Rewrite all of the data with "pin" replaced by "marker" and every other part left unchanged. Leave the pictures out of your answer.

Point annotations for photos:

▼

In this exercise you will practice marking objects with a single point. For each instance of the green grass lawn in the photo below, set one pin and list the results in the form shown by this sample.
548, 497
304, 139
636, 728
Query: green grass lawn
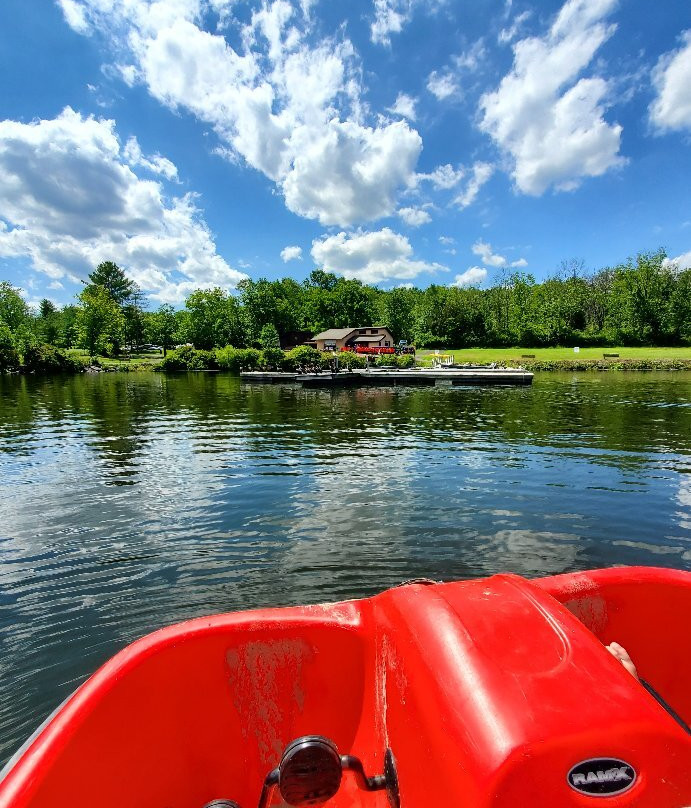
483, 355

▲

Solution to this task:
In this exercise you will practice marking objects with a single point. For each instance of the green grass lawn in the photo below, set one marker and list the results in the form shown by this sample.
548, 497
304, 139
636, 728
Query: green grass lawn
483, 355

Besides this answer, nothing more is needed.